Which of the lines in the records below hold the string "rough"? Copy every one of them.

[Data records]
________________________________________

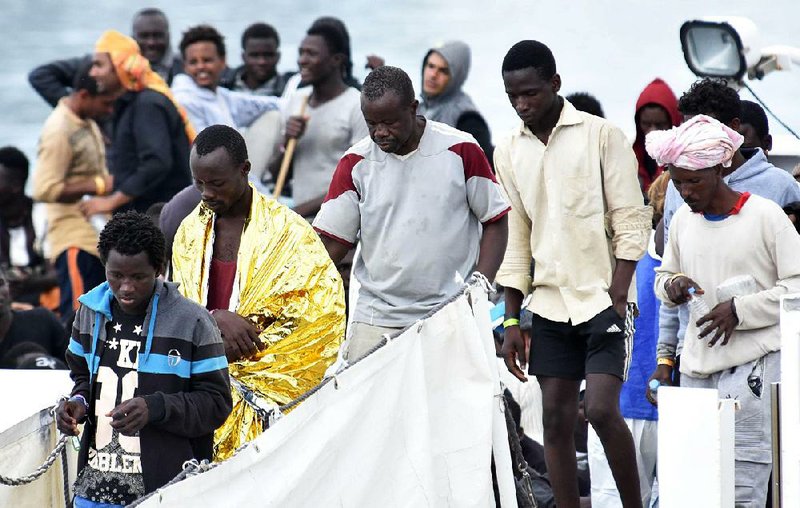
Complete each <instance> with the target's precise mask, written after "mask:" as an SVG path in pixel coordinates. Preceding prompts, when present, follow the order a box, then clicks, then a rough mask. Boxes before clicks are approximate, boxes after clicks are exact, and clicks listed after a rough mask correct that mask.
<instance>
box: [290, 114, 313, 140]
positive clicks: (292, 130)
mask: <svg viewBox="0 0 800 508" xmlns="http://www.w3.org/2000/svg"><path fill="white" fill-rule="evenodd" d="M307 123H308V117H307V116H290V117H289V119H288V120H287V121H286V139H287V140H288V139H292V138H299V137H301V136H302V135H303V133H304V132H305V131H306V124H307Z"/></svg>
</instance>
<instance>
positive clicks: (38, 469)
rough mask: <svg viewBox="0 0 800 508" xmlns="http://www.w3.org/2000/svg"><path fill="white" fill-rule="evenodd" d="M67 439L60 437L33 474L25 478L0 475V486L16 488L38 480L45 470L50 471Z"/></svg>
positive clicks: (46, 471)
mask: <svg viewBox="0 0 800 508" xmlns="http://www.w3.org/2000/svg"><path fill="white" fill-rule="evenodd" d="M67 439H69V436H66V435H62V436H61V439H59V440H58V443H57V444H56V447H55V449H54V450H53V451H52V452H50V455H48V456H47V460H45V461H44V462H43V463H42V465H41V466H39V467H38V468H36V470H35V471H34V472H33V473H31V474H29V475H26V476H20V477H19V478H12V477H10V476H3V475H0V484H3V485H10V486H12V487H16V486H19V485H27V484H28V483H31V482H33V481H35V480H36V479H38V478H39V477H40V476H42V475H43V474H45V473H46V472H47V470H48V469H50V466H52V465H53V463H54V462H55V461H56V459H57V458H58V455H59V454H60V453H61V450H63V449H64V446H65V445H66V444H67Z"/></svg>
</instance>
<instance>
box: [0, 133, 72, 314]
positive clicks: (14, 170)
mask: <svg viewBox="0 0 800 508" xmlns="http://www.w3.org/2000/svg"><path fill="white" fill-rule="evenodd" d="M28 166H29V162H28V158H27V157H25V154H23V153H22V152H21V151H19V150H18V149H17V148H14V147H12V146H6V147H3V148H0V269H3V270H5V271H6V274H5V276H6V281H7V282H8V283H9V284H10V285H11V288H10V291H11V298H12V300H13V301H14V302H17V303H20V304H24V305H25V306H26V308H29V307H30V306H34V307H36V306H39V305H44V306H46V307H47V308H49V309H56V308H57V307H58V297H57V288H58V280H57V279H56V274H55V271H54V270H53V268H52V266H50V264H49V263H48V262H47V261H46V260H45V258H44V257H43V256H42V254H41V251H40V246H39V245H38V242H37V239H36V231H35V230H34V228H33V200H32V199H31V198H29V197H28V196H26V195H25V183H26V182H27V181H28ZM53 290H56V291H55V292H53Z"/></svg>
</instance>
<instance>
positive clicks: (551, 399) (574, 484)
mask: <svg viewBox="0 0 800 508" xmlns="http://www.w3.org/2000/svg"><path fill="white" fill-rule="evenodd" d="M537 379H538V380H539V385H540V386H541V387H542V421H543V423H544V460H545V462H546V463H547V472H548V473H549V475H550V484H551V486H552V487H553V496H554V497H555V501H556V506H558V508H580V502H579V500H578V479H577V477H578V471H577V465H576V461H575V438H574V434H575V421H576V420H577V417H578V390H579V388H580V381H573V380H570V379H559V378H554V377H544V376H541V377H538V378H537Z"/></svg>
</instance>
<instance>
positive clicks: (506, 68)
mask: <svg viewBox="0 0 800 508" xmlns="http://www.w3.org/2000/svg"><path fill="white" fill-rule="evenodd" d="M529 67H532V68H534V69H536V71H537V72H538V73H539V77H541V78H542V79H550V78H552V77H553V76H555V75H556V59H555V58H554V57H553V52H552V51H550V48H548V47H547V46H545V45H544V44H542V43H541V42H539V41H532V40H527V41H519V42H518V43H516V44H514V45H513V46H511V49H509V50H508V53H506V56H505V57H504V58H503V73H506V72H512V71H518V70H520V69H527V68H529Z"/></svg>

________________________________________

--- Answer box ---
Complete each <instance> with the target's precise mask, written after "mask:" as an SVG path in pixel coordinates. Preceding prompts, when present, follow the order a box, then clicks, then a rough mask. Boxes before clicks are approximate, boxes after clicks are exact, and clicks listed after a rough mask correct that mask.
rough mask: <svg viewBox="0 0 800 508" xmlns="http://www.w3.org/2000/svg"><path fill="white" fill-rule="evenodd" d="M67 439L60 437L33 474L25 478L0 475V486L16 488L38 480L45 470L50 471Z"/></svg>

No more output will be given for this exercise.